Data for the task:
+===+
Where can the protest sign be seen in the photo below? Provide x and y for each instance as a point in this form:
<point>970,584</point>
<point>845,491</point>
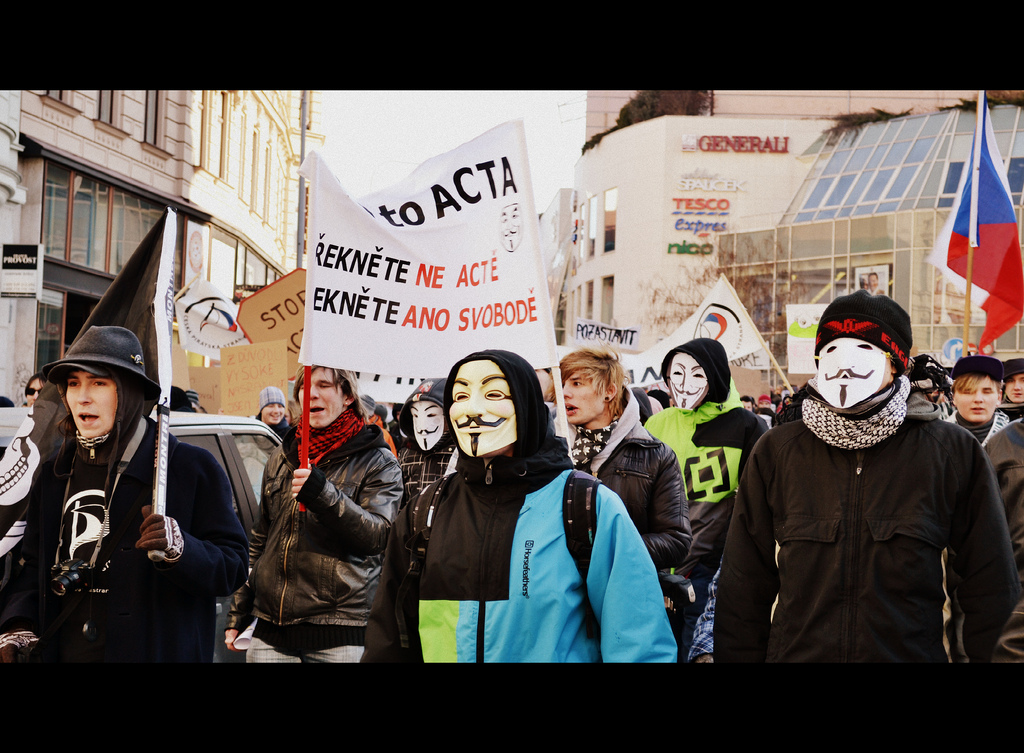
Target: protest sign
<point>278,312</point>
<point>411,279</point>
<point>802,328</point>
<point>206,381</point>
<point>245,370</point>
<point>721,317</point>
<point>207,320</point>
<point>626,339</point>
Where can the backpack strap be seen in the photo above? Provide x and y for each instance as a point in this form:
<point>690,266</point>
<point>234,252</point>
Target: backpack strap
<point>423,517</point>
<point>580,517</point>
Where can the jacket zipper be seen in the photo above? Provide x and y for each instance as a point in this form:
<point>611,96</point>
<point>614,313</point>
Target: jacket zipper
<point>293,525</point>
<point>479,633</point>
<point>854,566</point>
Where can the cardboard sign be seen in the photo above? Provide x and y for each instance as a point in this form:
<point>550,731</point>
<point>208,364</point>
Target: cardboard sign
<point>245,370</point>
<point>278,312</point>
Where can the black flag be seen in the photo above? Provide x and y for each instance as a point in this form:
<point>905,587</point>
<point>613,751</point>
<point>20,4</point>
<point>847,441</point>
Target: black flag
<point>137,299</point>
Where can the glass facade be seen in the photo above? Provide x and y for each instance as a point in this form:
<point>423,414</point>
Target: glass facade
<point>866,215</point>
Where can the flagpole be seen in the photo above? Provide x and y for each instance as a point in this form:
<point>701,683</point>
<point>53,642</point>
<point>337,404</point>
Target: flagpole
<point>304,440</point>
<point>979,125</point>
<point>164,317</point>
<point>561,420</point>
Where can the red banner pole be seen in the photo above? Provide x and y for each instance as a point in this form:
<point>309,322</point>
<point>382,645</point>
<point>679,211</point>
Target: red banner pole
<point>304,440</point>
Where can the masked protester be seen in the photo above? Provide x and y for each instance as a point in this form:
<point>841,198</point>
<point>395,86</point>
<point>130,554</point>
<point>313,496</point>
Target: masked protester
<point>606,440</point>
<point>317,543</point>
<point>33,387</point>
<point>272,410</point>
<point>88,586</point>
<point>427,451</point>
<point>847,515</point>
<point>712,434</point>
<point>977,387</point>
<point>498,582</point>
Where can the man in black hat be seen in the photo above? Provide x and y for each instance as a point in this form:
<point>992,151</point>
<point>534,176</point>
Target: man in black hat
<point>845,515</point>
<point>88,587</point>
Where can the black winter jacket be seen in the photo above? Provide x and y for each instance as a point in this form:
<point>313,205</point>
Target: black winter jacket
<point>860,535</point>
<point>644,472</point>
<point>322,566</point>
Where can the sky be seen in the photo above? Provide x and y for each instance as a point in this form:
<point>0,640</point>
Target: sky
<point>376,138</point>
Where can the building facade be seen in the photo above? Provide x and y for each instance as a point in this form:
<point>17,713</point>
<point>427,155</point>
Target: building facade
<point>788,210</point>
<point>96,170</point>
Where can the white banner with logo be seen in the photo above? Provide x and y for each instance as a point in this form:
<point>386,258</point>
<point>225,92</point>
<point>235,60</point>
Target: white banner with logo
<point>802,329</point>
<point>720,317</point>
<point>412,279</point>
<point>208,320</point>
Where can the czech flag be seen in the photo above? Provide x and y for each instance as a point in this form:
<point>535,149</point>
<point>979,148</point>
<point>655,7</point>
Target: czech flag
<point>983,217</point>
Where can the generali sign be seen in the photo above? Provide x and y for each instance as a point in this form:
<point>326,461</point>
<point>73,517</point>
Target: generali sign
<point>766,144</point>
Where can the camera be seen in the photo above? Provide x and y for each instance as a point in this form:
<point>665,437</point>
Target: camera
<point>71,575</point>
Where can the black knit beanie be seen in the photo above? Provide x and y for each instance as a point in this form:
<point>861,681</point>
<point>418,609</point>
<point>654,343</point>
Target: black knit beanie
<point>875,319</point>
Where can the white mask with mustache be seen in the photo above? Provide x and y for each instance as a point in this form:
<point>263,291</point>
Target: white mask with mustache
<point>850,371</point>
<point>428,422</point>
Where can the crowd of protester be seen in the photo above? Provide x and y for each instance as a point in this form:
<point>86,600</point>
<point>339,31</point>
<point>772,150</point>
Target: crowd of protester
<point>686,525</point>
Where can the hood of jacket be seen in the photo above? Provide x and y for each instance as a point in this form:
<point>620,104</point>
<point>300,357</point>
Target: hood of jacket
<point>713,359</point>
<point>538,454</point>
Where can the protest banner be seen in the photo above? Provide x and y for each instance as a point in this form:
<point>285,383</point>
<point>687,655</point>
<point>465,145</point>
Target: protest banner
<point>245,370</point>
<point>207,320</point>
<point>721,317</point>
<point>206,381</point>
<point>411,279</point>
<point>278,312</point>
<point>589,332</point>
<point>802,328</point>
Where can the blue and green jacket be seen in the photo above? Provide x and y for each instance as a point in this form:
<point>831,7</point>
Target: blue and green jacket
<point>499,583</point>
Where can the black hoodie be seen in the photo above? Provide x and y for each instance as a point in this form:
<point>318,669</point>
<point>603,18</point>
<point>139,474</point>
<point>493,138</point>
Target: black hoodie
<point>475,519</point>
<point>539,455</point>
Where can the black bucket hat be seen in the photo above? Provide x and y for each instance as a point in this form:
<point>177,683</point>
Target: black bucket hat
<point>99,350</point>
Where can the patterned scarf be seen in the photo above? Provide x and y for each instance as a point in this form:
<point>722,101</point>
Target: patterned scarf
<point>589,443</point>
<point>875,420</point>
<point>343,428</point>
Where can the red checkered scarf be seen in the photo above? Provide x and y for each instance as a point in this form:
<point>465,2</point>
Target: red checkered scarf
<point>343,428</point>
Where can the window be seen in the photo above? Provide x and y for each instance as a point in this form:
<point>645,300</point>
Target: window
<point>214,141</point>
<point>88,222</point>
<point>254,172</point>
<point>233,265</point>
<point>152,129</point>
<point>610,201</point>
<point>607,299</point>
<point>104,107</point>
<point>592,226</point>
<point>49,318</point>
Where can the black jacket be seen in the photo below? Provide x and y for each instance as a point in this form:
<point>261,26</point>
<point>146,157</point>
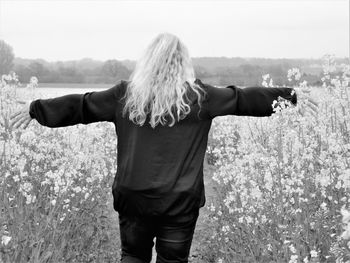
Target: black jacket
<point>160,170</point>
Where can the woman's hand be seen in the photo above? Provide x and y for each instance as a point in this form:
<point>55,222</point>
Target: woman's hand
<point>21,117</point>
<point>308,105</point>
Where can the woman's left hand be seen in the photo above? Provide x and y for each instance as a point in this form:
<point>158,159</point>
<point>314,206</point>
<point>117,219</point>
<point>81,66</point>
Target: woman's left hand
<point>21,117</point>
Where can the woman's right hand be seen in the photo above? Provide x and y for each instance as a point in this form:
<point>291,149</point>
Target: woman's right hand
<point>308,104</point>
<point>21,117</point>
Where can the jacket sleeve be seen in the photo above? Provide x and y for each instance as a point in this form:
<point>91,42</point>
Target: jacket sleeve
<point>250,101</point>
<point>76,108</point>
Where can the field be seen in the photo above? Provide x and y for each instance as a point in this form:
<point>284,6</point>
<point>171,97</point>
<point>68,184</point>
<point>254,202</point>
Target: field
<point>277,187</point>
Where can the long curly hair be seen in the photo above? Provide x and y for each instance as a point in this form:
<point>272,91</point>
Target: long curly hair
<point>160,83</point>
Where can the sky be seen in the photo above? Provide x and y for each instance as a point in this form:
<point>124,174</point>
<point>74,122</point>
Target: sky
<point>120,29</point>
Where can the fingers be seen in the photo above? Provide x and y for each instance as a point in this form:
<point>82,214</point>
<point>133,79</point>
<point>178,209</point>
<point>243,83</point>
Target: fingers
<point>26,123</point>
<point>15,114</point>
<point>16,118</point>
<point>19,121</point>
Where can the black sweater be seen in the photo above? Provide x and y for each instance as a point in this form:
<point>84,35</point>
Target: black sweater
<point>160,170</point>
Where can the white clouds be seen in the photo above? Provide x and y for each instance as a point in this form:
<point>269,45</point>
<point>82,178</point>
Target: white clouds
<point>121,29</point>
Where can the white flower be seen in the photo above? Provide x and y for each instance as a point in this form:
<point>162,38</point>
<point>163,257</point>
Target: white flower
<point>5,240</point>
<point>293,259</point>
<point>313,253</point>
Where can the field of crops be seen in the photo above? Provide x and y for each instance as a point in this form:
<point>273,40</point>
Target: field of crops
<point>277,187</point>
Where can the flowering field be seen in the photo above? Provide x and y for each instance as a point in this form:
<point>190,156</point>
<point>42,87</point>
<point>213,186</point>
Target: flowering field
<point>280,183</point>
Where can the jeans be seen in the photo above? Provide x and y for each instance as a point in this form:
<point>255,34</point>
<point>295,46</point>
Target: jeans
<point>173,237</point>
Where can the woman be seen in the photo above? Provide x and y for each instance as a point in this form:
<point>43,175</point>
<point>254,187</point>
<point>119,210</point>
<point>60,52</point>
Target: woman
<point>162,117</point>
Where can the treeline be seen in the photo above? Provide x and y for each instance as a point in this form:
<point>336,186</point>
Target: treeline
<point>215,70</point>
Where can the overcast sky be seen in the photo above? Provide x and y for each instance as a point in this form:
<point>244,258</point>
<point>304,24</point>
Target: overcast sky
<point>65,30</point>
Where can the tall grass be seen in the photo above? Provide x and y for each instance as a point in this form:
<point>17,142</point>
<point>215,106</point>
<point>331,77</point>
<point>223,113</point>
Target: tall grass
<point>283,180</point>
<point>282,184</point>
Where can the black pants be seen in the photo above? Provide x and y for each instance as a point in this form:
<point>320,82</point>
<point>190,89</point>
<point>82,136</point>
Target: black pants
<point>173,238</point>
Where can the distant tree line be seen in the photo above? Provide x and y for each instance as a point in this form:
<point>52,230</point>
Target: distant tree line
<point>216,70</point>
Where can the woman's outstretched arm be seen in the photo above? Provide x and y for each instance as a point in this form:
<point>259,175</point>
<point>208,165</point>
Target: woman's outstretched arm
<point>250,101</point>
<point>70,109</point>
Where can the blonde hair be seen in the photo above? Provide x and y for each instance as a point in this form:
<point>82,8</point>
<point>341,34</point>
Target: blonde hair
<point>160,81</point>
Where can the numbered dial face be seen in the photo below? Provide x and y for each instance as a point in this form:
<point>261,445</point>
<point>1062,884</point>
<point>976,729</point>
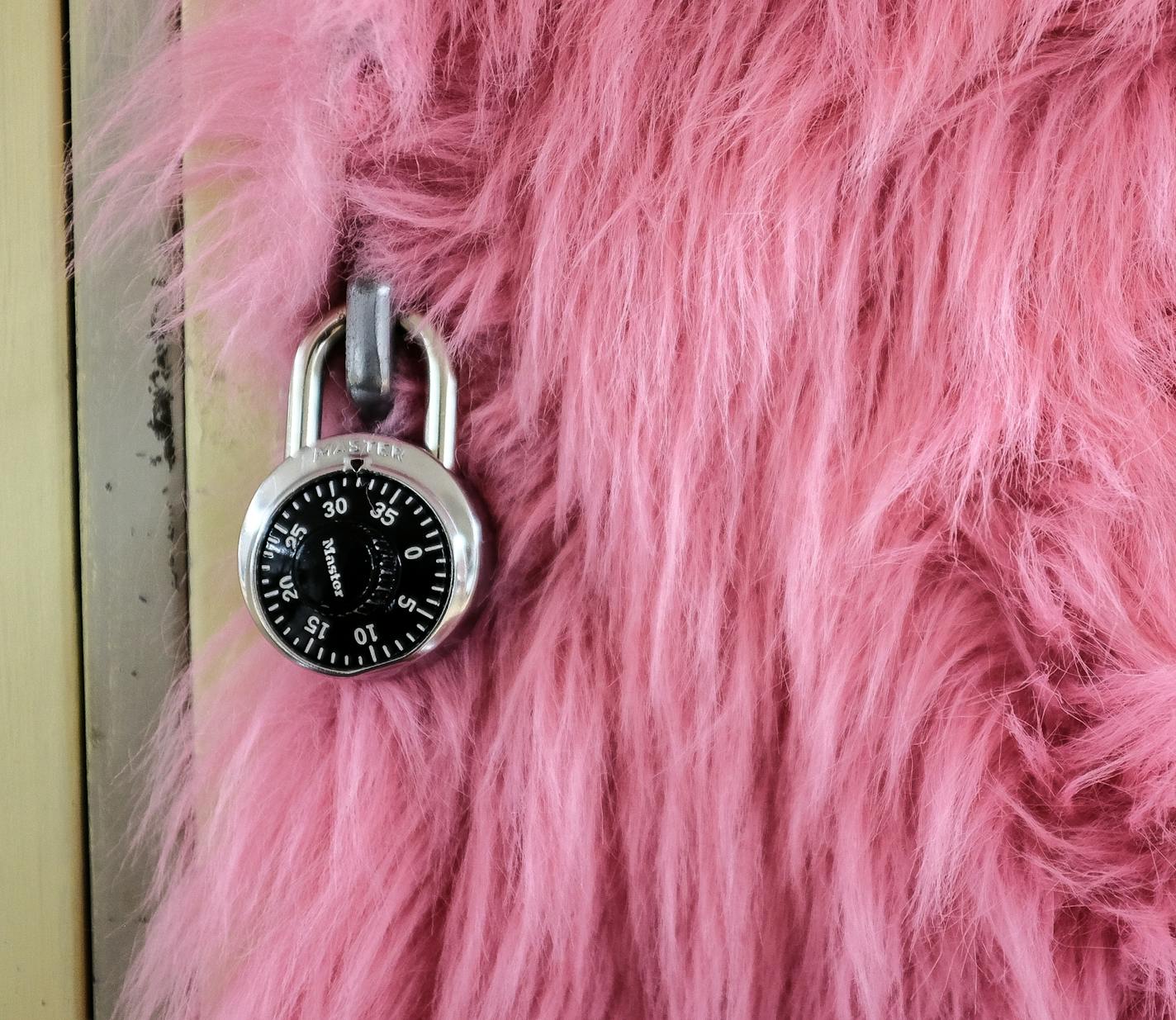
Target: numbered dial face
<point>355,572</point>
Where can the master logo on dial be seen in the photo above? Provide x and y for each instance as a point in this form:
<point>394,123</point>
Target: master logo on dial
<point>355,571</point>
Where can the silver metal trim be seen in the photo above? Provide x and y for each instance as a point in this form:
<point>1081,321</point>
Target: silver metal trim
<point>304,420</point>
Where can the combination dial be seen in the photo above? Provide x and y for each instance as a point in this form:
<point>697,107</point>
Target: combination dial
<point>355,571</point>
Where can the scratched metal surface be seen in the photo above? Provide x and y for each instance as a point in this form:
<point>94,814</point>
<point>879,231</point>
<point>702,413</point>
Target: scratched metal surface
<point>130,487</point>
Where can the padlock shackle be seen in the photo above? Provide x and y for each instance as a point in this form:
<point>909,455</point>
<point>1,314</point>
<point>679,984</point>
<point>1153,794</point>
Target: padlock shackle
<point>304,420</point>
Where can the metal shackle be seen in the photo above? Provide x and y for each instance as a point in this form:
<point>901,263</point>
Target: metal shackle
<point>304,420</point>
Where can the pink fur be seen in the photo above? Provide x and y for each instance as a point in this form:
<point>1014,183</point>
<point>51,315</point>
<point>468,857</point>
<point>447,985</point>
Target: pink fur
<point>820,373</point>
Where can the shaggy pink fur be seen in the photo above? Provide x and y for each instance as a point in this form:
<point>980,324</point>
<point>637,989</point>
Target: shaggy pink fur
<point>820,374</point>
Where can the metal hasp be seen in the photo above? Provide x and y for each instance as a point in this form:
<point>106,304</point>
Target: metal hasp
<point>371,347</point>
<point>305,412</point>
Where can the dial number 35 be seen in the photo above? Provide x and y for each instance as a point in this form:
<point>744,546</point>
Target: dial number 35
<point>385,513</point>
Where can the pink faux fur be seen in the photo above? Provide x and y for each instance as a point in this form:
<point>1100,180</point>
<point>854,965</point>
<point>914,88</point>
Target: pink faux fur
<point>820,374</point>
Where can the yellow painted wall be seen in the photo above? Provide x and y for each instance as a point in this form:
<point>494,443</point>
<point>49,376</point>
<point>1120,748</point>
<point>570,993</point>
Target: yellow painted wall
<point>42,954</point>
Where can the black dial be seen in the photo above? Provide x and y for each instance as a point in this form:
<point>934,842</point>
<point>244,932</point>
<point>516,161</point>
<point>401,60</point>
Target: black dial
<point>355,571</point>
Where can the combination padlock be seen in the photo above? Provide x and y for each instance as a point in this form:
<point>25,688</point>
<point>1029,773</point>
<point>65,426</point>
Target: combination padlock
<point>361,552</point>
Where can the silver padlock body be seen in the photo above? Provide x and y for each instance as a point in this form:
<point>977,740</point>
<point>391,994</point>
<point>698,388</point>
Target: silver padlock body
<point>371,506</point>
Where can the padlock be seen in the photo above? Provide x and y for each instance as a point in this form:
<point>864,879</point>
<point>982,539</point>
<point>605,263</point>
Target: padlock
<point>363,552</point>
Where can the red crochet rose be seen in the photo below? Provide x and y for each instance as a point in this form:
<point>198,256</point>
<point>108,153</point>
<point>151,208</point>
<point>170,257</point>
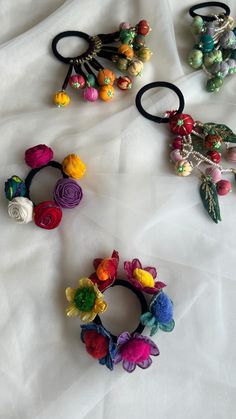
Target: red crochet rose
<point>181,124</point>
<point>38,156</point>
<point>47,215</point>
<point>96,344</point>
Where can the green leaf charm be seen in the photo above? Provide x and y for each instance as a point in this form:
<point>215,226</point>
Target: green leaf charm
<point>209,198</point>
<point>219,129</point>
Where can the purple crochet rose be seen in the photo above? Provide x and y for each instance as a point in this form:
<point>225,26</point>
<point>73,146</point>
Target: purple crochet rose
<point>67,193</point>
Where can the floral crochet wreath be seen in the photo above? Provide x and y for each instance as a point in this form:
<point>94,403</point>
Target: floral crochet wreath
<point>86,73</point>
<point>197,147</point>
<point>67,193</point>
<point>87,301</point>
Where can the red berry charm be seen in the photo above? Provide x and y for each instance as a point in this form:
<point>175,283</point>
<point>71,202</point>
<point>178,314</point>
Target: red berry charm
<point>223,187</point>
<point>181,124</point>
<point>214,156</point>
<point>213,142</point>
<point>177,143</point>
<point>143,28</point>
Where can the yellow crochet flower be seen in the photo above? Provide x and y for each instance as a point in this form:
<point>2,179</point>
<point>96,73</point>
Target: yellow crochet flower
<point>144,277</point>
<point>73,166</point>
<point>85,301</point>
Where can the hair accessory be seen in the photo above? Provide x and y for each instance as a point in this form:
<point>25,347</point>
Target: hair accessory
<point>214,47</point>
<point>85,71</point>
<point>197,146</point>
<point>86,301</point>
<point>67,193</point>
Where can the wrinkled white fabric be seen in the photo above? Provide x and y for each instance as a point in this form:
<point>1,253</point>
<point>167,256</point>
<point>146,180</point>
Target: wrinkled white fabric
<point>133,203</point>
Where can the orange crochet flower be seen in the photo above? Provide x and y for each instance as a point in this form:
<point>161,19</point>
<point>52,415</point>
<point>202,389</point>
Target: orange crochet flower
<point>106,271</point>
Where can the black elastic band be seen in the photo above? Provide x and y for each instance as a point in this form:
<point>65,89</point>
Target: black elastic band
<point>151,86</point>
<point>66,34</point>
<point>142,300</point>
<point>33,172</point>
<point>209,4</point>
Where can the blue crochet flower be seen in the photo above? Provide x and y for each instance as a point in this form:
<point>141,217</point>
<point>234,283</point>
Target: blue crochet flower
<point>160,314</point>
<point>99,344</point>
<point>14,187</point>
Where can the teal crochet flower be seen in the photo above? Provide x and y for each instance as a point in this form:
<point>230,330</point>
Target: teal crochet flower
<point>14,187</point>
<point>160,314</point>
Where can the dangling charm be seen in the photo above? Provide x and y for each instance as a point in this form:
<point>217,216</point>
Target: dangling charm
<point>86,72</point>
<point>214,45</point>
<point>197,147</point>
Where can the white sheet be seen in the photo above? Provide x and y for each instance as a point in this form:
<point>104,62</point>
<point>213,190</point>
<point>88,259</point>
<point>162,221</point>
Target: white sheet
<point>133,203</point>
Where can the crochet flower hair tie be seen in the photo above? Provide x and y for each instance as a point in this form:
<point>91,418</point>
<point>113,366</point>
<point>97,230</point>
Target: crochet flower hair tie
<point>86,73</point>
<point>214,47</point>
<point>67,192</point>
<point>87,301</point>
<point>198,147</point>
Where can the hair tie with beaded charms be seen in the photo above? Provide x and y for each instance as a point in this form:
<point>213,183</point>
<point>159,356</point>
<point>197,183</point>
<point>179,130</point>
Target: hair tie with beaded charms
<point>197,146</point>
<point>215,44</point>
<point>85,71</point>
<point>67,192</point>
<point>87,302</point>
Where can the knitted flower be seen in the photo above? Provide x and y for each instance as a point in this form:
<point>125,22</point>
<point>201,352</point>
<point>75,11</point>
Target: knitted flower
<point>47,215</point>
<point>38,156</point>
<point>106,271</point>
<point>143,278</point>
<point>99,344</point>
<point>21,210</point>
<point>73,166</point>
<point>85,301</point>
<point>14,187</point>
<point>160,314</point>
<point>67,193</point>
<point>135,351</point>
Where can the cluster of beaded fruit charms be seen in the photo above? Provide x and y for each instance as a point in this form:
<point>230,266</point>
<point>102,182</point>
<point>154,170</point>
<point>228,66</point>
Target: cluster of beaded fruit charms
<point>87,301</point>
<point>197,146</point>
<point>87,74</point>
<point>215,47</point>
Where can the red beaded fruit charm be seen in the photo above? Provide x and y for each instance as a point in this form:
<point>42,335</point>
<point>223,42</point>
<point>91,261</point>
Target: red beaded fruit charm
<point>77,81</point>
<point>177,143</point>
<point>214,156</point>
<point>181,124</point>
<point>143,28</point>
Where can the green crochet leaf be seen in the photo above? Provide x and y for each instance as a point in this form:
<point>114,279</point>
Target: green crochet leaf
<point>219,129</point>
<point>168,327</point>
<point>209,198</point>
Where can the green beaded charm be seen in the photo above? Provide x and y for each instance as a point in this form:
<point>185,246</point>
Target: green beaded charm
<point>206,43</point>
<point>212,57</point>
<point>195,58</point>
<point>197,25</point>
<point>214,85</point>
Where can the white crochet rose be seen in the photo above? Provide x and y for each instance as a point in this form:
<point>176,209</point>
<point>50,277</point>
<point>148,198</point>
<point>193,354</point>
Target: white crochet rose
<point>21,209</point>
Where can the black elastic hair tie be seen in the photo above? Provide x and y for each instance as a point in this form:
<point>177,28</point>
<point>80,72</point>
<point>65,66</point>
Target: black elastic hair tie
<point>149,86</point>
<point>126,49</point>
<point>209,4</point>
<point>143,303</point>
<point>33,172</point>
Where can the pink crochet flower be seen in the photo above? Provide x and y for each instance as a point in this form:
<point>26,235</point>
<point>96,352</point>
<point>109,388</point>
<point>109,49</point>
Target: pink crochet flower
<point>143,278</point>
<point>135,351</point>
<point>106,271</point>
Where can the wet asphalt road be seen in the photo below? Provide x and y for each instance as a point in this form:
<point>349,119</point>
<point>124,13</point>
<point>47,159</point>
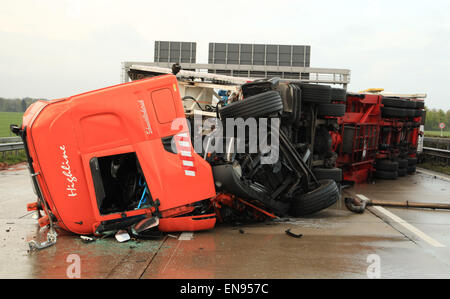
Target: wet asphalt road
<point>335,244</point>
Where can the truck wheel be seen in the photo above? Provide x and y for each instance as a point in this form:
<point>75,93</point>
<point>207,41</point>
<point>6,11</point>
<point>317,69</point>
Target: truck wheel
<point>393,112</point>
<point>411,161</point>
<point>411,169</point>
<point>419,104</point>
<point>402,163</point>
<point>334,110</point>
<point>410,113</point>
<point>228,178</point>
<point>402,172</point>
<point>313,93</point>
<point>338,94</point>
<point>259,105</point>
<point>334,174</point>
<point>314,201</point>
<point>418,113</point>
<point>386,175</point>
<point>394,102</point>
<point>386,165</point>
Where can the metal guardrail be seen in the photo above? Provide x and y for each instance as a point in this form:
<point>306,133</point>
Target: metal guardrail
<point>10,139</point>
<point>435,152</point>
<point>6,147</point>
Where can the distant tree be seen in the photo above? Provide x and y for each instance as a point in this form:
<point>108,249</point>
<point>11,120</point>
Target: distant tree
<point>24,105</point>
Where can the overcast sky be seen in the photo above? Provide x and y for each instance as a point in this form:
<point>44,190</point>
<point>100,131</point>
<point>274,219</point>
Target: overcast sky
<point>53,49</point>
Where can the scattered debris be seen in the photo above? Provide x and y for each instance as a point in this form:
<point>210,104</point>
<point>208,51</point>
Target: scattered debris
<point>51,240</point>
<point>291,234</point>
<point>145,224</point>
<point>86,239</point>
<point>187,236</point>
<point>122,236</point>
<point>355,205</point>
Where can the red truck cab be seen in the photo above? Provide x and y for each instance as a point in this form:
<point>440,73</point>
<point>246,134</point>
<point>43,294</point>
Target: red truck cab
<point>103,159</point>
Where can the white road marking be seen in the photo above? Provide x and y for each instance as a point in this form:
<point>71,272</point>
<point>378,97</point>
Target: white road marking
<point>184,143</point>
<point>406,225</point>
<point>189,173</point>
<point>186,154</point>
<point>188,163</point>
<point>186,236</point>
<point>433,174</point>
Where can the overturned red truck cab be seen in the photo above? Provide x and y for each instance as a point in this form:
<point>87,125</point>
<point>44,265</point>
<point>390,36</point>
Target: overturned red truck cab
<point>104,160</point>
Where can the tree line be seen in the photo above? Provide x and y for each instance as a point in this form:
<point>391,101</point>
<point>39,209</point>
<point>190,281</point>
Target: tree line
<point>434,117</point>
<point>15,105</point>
+===+
Assignment: Wherever a line in the data above holds "below", copy that line.

The completed task:
Where can the protest sign be seen in the photo below? Provide x and y for each instance as a point in this form:
Where can the black jacket be seen in the photo below? Provide x and y for each instance as a point in this form:
Where can the numbered dial face be seen in the photo below? Provide x and y for each instance as a point in this form:
Where can the red crochet rose be seen in the photo below? Provide x and y for each instance as a point in this form:
Where can the wet asphalt road be seen in the photo below? Provide x and y for each instance as a point in this form:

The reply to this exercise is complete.